# Stated exercise
Pull out every line in the listing below that contains the word "from", and copy each one unchanged.

# Supplied information

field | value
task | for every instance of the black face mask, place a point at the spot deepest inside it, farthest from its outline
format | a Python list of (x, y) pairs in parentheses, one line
* * *
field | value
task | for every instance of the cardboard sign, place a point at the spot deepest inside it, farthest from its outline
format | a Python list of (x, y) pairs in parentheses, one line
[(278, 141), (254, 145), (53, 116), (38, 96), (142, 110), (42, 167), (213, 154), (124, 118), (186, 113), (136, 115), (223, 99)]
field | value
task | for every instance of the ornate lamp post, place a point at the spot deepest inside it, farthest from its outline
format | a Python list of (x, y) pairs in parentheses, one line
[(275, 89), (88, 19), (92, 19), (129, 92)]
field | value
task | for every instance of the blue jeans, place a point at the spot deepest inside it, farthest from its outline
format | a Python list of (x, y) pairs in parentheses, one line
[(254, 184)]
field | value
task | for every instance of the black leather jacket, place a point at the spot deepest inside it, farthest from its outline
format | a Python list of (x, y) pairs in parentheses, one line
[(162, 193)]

# Full answer
task | for every instance of the black face mask, place a point at the spot deepest inside it, farthest from its outline
task | for every instance of the cardboard sign, place a point at the spot deepest inside it, farthest from its outline
task | for every instance of the ornate lamp post, place a point at the spot deepest inside it, farthest from its outline
task | for every instance of the blue jeans, place a point at the spot deepest inside it, farthest from its outline
task | for every instance of the black leather jacket, place a point at the spot deepest inside it, farthest from its outline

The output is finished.